### Приведённый отрывок
>>>>>

О ссылках на о. Иоанна я писал ранее. Этот раз в Ваших цитатах я снова встретил то, что в свое время убедило меня, что о. Иоанн не с имябожниками. Я разумею его настойчивое стремление поставить имя Божие в ряд с другими /да позволено будет так выразиться/ проводниками благодати: крест, иконы и всякие вообще предметы и вещества, освященные в церкви. Между тем для имябожников имя Божие ни с чем не сравнимо и не сопоставимо. Его можно поставить в ряд разве с Самим Богом, как они это и сделали в своем изложении символа веры. Верую во единого Бога Отца... И во Единого Господа... и в Духа святаго... а также и во имя Божие. О. Иоанн не одобрил бы такую интерполяцию символа веры.
Из Е. Игнатия Вы приводите много выписок, но между ними такую: “Ради имени Иисусова, употребляемого молящимся, нисходит к нему помощь от Бога и даруется ему отпущение грехов”. Помощь исходит не из Имени и не вместе с Именем, а от некоторого как бы внешнего источника, — от Бога. Разве имябожник допустит такое как бы пространственное отделение благодати от имени Божия? А приведенная цитата бросает свет и на прочие разсуждения Е. Игнатия. Очевидно, их нужно не нагибать в сторону имябожничества, а как-то умерять их силу, чтобы они согласовались с вышеприведенной цитатой /она, конечно, не единственная у Е. Игнатия/. Тем более это — так, что указанная цитата не является случайной, неповторяющейся в аскетической литературе. Наоборот, ее можно рассматривать как иллюстрацию иди наглядный пример к основному положению аскетики, что “в видение восходят чрез деяние”. При “деянии” молитва может опускаться до простой механики, не затрагивать ни ума, ни сердца молящегося. И все-таки он понуждает себя к ней, неотступно повторяет свое. В чем его надежда? Если бы в словах была благодать, не нужно было бы их повторять: они бы действовали с первого раза, подобно, напр., таинствам.
Надежда подвижника — только в Боге: Бог всегда с ним и когда будет нужно подаст Свою благодатную помощь. В конце концов наша молитва, ведь, обращается не к имени Божию, а к живому, личному Богу, и смысл молитвы не в произнесении имени Божия и не в простой мысли о Боге /“и бесы веруют”.../, а именно в обращении к Богу.

<<<<<

### Строки набора данных о расположении объектов
>>>>>

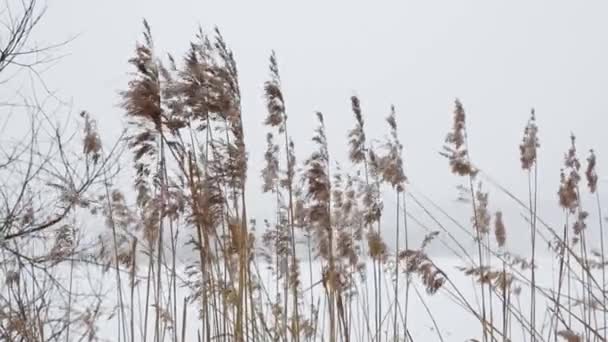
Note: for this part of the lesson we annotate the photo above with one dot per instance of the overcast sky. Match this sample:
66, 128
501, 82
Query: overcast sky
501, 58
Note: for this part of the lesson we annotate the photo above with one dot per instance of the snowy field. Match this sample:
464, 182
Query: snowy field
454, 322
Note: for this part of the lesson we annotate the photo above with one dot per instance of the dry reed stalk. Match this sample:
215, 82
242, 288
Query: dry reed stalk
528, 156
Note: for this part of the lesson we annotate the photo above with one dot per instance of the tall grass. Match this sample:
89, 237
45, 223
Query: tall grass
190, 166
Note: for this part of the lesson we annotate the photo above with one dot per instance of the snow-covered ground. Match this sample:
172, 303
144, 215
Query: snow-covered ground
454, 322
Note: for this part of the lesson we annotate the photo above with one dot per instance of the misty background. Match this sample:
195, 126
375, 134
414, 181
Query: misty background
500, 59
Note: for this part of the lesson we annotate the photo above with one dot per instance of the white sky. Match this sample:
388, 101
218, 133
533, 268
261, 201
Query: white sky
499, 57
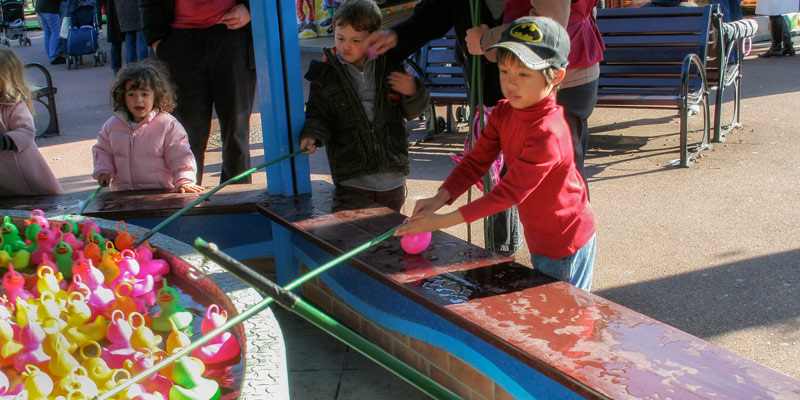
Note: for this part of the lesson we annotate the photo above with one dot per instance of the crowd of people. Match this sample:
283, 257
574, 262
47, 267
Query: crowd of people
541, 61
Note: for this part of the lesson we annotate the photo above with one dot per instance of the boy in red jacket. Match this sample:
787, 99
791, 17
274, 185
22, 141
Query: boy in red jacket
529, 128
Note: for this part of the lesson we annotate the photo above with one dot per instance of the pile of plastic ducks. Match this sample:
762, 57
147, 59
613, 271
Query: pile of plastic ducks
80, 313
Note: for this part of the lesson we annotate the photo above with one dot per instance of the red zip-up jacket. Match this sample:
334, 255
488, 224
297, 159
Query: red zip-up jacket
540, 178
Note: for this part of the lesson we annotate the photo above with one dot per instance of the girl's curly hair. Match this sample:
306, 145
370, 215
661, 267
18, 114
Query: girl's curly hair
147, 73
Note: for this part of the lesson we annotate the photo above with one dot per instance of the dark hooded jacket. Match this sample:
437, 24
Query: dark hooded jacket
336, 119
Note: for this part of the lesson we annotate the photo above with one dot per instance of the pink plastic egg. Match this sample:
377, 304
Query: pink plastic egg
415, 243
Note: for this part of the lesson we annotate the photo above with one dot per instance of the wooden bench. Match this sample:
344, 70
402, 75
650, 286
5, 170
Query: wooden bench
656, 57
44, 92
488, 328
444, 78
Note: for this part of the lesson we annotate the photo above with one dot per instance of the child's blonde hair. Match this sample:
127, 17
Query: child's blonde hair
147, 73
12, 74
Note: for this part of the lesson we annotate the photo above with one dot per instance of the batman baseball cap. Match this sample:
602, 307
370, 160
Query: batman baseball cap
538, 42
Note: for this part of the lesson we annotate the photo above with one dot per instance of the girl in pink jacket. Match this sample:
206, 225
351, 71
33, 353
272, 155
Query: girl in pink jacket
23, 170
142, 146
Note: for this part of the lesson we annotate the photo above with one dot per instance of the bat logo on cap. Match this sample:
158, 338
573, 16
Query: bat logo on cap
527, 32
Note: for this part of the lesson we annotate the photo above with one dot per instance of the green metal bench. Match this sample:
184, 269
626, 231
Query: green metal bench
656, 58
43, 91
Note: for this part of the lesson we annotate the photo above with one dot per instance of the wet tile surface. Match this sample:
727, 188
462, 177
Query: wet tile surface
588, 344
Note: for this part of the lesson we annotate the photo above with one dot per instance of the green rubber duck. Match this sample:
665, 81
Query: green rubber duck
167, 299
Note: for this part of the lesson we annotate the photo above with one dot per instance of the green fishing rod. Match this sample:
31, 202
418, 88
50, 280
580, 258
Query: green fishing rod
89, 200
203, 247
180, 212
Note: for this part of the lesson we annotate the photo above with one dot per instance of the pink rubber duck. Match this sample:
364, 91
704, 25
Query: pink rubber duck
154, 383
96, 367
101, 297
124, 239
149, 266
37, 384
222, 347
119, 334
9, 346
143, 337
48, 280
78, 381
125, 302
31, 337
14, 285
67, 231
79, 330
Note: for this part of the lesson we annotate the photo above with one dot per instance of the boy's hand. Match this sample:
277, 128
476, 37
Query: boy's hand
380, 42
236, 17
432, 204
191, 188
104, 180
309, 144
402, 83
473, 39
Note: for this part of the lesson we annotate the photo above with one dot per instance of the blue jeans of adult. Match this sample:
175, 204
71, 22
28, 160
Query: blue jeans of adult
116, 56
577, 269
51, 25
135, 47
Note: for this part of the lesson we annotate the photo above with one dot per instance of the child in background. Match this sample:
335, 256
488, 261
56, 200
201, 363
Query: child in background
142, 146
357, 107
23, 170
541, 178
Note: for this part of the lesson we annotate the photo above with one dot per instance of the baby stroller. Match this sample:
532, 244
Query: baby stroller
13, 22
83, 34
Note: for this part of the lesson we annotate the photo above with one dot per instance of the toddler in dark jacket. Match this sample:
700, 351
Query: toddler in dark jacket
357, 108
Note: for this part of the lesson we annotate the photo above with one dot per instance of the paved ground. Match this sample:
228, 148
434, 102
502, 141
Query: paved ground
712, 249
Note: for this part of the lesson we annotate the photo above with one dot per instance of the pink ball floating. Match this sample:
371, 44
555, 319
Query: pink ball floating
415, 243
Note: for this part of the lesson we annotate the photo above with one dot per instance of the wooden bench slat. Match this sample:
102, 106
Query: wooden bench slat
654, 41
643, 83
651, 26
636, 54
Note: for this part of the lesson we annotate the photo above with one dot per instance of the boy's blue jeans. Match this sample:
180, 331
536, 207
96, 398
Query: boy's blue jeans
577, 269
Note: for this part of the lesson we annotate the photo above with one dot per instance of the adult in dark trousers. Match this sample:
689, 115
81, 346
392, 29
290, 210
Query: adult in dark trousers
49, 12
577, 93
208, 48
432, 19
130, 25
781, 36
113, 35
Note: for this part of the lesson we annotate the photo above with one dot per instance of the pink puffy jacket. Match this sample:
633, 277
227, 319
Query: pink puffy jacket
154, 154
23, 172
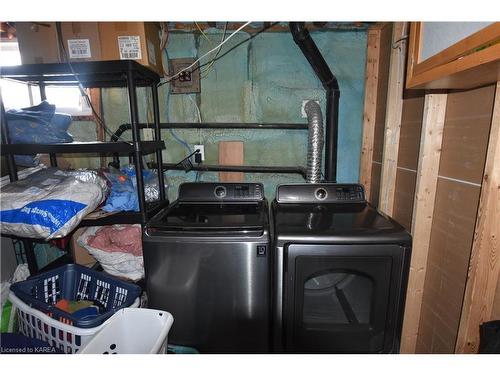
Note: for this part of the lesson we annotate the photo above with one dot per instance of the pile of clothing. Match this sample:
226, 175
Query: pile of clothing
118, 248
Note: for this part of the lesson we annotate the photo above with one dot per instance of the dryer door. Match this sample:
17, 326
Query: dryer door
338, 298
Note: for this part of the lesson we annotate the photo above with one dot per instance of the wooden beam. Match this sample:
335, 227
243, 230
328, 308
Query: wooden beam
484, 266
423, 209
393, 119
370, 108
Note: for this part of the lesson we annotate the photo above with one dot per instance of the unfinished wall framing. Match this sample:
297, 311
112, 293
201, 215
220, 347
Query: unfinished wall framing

<<<<<

### Задания к работе
a) Ответьте, пожалуйста, на вопросы по отрывку об имябожниках:
(i) С чем, по словам автора, о. Иоанн ставит в ряд имя Божие?
(ii) От кого, согласно цитате из Е. Игнатия, нисходит помощь к молящемуся?
(iii) К кому, по словам автора, обращается наша молитва?
b) Допишите продолжение отрывка об имябожниках, начиная после его последнего предложения.

### Ответы к заданиям
a)
(i) С крестом, иконами и вообще всякими предметами и веществами, освящёнными в церкви.
(ii) От Бога.
(iii) Не к имени Божию, а к живому, личному Богу.

b)
Таково учение и Е. Феофана. Не только в своем теоретическом богословствовании, но и в частных, духовноруководственных письмах он всячески предупреждает, чтобы не считали Иисусовой молитвы чем-то в роде опус-оператум. Было бы ошибкой понять это предупреждение, как некоторый уклон Е. Феофана в пользу человеческого элемента и в ущерб благодати. И для Е. Феофана благодать в молитве — все или почти все. Но благодать не безличная механическая сила. Кратко сказать: благодать есть Сам Бог, действующий в человеке и, конечно, только по Своему изволению. Поэтому и нельзя как бы овладеть благодатью посредством особых приемов или слов. Нужно “потерпеть”, “пождать”, пока последует изволение Божие. Внешняя механика молитвы /не исключая и “художества”/ лишь приспособление к этому “пожданию” или форма его, а отнюдь не средство к овладению благодатью. Почему Е. Феофан не осудил Е. Игнатия и о. Паисия Величковского? Потому, что он понимал подлинные мысли их учения: ни тот, ни другой имябожниками не были. Допускать и художественную молитву, и все, что можно сказать о благодатности и силе имени Божия, еще не значит быть имябожником. Потому же и Синод, осудив имябожников, не коснулся Е. Игнатия и о. Паисия. Поднятый тогда шум, будто Синод осудил “умное делание”, объяснялся конечно недоразумением и общей в монастырях боязнью семинарщины, а имябожники и нарочно подогревали это недоразумение в своих целях.
Как бы то ни было, имябожники осуждены и на Афоне, и в Константинополе, и у нас. Лучшие из них давно смирились и причащаются в наших церквах. Какой смысл их снова поднимать, чтобы в результате получить лишнее смущение в церкви? Повернуть назад историю все равно не удастся. В свое время Феодорит и другие с ним поднимали протест против третьего вселенского собора: зачем-де совершили “человекоубийство”, т. е. Нестория лишили сана. Возможно, что побуждала их к протесту и досада на торжество “фараона”, как они прозывали святителя Кирилла. В некоторых кругах протест этот имел успех, по местам церковь волновалась; но поворотить церковный корабль протестовавшие, все таки, не смогли, — он неуклонно шел себе своим курсом. Поэтому и нам лучше не воскрешать мертвых, а повнимательнее заняться живыми, потому что это прямое наше дело, наш служебный долг.
<...>
Прошу Ваших молитв.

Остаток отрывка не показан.